=== What is needed ===
Please update the rows below by replacing every "Reviewer note" with "Annotator note" and leaving everything else unchanged.

=== Data provided ===
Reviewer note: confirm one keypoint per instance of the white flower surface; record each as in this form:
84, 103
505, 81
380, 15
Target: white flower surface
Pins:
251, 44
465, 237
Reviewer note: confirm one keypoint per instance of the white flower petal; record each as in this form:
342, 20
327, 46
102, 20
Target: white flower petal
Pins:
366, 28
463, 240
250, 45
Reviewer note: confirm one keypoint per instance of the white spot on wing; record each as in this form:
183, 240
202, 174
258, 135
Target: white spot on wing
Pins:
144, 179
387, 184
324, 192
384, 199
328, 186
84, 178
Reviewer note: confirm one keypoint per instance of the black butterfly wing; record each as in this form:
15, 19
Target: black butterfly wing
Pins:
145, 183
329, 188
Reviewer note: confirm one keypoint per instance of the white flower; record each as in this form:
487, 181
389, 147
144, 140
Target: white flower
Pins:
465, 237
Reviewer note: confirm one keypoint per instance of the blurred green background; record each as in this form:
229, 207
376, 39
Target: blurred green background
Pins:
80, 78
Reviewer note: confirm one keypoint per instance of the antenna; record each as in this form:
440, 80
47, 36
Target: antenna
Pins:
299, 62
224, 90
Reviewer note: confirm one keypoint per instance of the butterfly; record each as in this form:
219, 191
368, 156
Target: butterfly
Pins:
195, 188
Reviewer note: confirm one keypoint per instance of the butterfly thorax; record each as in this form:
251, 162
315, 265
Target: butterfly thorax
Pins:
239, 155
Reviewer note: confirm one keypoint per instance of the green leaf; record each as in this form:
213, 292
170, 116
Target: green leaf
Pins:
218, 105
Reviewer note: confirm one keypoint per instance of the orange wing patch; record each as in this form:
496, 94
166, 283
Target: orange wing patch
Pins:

=== Task result ===
Annotator note: confirm one keypoint per instance of the white flower surface; record each as in this form:
84, 103
505, 81
380, 15
Target: white flower surface
Pins:
251, 44
465, 237
Annotator note: confirm one keypoint per instance of the white flower petal; record each as in this form:
342, 20
327, 46
102, 20
Target: white flower petal
Pins:
366, 28
463, 240
250, 45
Annotator note: confirm one keypoint per instance of the white spot on wing; record each as in this form:
183, 240
202, 174
258, 135
Target: white spot on wing
Pins:
144, 179
387, 184
324, 192
384, 199
328, 186
84, 178
Annotator note: confirm one keypoint per instance of the black butterfly wing; record each as in this form:
15, 19
Target: black butterfly wing
Pins:
145, 183
329, 188
Annotator note: confirm one keypoint per instance of the white flower; record each as in this form:
487, 181
389, 147
144, 140
Target: white flower
Pins:
465, 237
Annotator note: confirm one keypoint per instance of the blurred green background; record each as in this form:
229, 207
376, 39
Target: blurred green background
Pins:
80, 78
Annotator note: confirm one keypoint per instance of the antenna; record each as in this form:
440, 80
47, 36
Target: antenna
Pins:
299, 62
224, 90
Annotator note: confirm one keypoint per instance of the butterfly; record each as in this form:
219, 191
368, 156
Target: butterfly
Pins:
195, 188
Annotator note: confirm one keypoint per instance of the butterfly thorax; record each as in this form:
251, 162
315, 265
Target: butterfly thorax
Pins:
239, 155
Annotator note: confirm one keypoint per instance of the green leaf; record each as in this form:
213, 292
170, 116
Target: green leaf
Pins:
218, 105
Annotator note: confirm one keypoint per instance of the orange wing patch; record each as in this form:
496, 94
166, 283
Target: orange wing patch
Pins:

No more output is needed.